▸ **Text extract**
SELECT TIMEOFDAY() - Basically same info but in an easier to read format.
SELECT CURRENT_TIME - Time with time zone
SELECT CURRENT_DATE - Date info
EXTRACT EXTRACT - Allows you to extract a sub-component of a date value
EXTRACT(YEAR FROM date_col)
AGE AGE - Calculates and returns the current age given a time stamp
AGE(date_col)
TO_CHAR General function to convert data types to text.Useful for time stamp formatting.
TO_CHAR(date_col, 'mm-dd-yyyy')
SELECT TO_CHAR(payment_date,'MONTH-YYYY')
FROM payment
Math Functions
Many available, see docs
SELECT ROUND(rental_rate/replacement_cost,4)*100 AS percent_cost FROM film
String Functions and Operators
See docs - https://www.postgresql.org/docs/current/functions-string.html
SELECT upper(first_name) || ' ' || upper(last_name) FROM customer
Returns first and last names in upper case separated by a space - BILL BUMKIN
SELECT LOWER(LEFT(first_name,1)) || LOWER(last_name) || '@gmail.com' FROM customer
Returns first initial in lowercase concatenated to lastg name in lowercase concatenated to @gmail.com - bbumkin@gmail.com
Subquery
SELECT student,grade
FROM test_scores
WHERE grade > (SELECT AVG(grade)

▸ **Records shown**
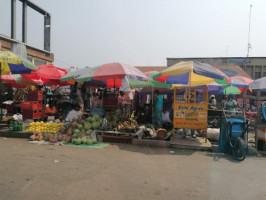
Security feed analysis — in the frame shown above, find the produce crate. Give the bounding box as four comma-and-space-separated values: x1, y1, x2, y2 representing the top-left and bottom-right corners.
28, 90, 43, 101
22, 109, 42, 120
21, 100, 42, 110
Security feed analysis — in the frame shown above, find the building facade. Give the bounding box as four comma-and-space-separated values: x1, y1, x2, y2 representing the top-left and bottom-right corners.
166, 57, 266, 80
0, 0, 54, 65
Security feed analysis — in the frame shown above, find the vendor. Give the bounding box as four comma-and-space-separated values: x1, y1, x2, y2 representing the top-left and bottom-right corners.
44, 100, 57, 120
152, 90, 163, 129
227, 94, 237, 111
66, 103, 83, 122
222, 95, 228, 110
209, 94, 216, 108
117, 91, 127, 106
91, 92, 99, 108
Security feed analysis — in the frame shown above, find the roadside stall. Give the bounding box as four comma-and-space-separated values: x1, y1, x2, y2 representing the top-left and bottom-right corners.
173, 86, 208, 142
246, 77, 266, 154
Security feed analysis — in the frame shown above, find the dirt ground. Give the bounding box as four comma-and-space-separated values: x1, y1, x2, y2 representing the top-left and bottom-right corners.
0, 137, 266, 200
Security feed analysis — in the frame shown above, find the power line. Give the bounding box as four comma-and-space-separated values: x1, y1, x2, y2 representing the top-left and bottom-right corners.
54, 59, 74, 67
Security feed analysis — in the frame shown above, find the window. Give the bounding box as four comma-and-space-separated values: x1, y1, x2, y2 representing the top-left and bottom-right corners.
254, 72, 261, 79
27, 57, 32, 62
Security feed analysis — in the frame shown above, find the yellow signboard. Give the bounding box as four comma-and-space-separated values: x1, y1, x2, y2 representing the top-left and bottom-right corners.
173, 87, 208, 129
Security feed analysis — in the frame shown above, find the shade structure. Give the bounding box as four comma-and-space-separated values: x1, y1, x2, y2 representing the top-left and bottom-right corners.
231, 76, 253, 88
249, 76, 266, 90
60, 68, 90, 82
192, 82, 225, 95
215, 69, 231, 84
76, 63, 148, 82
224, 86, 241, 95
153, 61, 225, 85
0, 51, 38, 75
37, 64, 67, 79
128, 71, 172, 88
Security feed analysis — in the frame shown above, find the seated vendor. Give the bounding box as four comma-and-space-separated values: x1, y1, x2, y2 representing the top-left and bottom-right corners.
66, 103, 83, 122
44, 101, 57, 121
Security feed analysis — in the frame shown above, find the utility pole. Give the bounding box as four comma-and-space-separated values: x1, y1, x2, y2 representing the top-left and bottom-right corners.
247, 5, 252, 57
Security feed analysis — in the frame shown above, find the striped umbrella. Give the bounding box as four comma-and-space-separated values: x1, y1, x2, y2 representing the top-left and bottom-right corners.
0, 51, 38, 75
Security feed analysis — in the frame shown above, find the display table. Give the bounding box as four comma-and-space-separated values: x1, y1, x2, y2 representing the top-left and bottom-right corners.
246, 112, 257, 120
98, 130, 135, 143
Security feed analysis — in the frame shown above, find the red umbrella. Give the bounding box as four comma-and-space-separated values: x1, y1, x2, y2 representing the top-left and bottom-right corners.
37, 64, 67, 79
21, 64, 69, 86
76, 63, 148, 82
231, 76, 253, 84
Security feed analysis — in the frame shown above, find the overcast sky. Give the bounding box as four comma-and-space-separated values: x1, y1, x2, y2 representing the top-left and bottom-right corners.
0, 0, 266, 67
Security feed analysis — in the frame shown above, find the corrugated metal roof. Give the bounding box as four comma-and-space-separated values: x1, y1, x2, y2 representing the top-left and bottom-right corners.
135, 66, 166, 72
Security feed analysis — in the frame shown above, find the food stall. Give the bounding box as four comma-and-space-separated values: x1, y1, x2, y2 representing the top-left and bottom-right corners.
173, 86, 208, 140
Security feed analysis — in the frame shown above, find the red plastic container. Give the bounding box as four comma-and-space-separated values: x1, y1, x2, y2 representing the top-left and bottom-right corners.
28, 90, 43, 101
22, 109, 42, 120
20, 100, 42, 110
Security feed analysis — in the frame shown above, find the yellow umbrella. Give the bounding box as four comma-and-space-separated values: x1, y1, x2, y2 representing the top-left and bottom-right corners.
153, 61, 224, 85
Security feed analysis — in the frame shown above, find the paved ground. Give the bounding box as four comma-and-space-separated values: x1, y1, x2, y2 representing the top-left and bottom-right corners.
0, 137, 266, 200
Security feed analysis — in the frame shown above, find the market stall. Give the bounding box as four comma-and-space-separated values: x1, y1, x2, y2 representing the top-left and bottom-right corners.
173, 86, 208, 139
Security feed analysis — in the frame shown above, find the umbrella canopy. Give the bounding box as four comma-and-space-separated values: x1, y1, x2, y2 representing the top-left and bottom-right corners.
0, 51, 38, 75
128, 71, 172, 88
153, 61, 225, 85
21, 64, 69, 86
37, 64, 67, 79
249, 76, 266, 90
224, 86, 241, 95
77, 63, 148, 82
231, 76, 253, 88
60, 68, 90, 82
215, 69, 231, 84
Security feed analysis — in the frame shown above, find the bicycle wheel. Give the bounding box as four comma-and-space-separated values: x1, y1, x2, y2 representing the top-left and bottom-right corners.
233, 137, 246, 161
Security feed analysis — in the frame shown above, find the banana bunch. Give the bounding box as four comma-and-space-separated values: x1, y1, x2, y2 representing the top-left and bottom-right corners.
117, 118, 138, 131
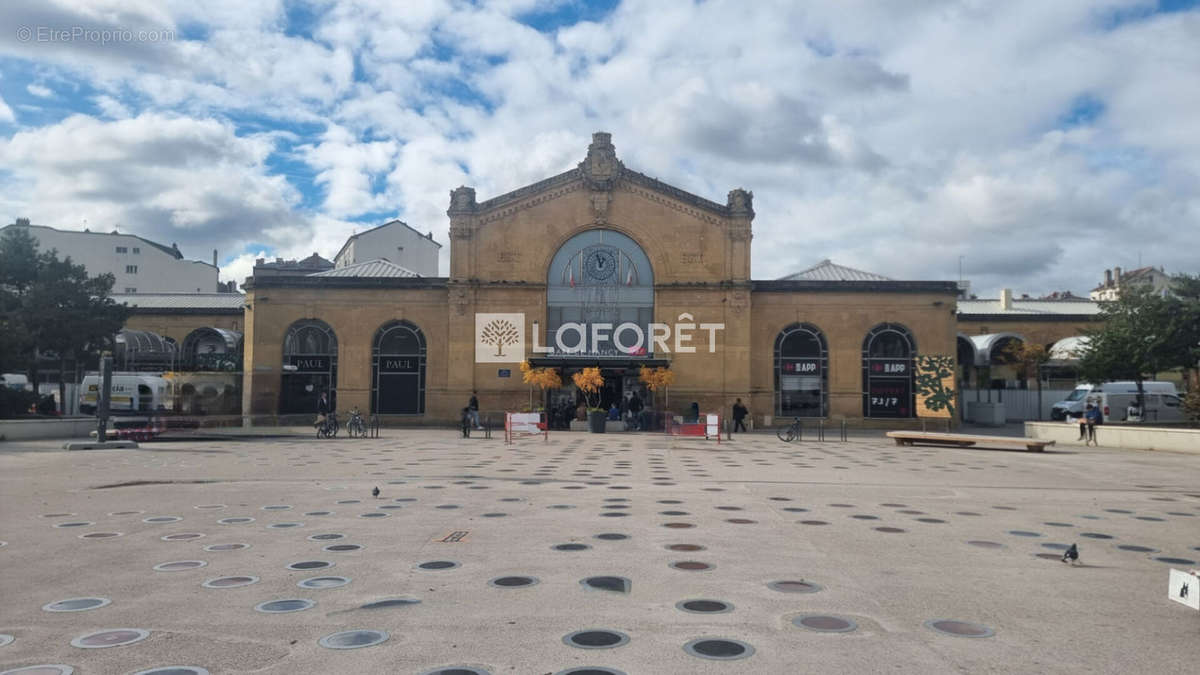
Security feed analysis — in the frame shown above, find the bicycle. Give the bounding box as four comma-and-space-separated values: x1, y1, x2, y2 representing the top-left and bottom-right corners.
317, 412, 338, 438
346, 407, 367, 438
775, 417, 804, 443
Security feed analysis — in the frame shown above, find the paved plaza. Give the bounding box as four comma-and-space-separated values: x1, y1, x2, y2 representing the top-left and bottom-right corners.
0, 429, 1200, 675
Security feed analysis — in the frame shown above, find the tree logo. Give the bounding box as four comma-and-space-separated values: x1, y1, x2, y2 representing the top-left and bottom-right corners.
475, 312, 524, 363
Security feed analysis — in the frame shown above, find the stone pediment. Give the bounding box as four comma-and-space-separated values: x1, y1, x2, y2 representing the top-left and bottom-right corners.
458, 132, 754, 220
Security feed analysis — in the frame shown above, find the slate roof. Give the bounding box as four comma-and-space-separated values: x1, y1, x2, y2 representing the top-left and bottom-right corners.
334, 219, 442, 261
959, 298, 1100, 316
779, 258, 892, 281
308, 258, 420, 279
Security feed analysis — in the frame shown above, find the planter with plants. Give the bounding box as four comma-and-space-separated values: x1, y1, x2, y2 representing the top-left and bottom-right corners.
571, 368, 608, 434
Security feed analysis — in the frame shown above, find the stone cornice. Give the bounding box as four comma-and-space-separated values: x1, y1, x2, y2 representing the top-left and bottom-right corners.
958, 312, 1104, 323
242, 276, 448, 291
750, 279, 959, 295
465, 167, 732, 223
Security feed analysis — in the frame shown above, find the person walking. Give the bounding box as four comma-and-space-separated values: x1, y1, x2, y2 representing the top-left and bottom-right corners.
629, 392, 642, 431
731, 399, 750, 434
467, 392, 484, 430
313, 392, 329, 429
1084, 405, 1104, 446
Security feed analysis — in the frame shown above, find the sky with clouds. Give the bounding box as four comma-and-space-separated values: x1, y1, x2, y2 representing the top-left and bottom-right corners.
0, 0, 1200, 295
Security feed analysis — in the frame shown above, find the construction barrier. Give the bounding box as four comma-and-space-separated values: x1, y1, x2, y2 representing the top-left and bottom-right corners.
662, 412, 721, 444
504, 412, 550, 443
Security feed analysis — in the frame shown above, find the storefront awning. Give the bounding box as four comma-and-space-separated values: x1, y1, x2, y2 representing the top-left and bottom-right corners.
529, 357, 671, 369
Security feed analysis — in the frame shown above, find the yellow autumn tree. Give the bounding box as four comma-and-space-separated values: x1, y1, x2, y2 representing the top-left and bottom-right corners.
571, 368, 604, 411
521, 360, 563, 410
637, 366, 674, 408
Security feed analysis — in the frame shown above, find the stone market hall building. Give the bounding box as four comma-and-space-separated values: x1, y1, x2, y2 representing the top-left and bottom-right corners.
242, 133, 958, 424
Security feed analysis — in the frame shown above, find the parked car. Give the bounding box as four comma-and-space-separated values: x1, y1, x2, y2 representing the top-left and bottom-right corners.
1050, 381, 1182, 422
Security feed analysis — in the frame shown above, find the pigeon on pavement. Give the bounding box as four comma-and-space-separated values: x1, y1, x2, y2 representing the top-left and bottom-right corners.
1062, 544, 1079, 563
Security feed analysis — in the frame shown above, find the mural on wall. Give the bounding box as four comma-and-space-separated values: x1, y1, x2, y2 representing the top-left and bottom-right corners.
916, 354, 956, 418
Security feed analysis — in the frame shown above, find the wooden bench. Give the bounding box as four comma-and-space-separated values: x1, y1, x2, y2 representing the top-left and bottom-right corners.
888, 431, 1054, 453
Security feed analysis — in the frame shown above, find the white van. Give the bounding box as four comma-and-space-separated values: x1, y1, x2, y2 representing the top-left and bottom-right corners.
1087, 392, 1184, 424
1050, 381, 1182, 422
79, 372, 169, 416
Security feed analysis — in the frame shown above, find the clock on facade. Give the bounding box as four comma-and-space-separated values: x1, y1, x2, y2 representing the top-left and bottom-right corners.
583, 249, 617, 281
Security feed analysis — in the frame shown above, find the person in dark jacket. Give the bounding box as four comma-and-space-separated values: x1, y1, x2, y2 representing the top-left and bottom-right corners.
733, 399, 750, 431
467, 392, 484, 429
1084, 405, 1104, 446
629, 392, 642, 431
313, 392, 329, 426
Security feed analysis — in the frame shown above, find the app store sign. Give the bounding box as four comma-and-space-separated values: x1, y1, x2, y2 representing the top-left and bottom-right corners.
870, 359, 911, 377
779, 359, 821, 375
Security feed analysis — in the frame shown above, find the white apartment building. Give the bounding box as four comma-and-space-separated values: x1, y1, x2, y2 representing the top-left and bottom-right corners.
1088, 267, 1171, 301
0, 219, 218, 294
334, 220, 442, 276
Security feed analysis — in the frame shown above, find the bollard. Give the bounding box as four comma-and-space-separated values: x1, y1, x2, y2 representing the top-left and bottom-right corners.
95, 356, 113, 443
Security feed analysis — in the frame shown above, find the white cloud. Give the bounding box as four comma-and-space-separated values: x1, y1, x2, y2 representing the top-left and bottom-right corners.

▸ **Problem description**
In the PostgreSQL notes, what does the TO_CHAR function do?

▸ **Solved exercise**
It converts data types to text, which is useful for formatting time stamps.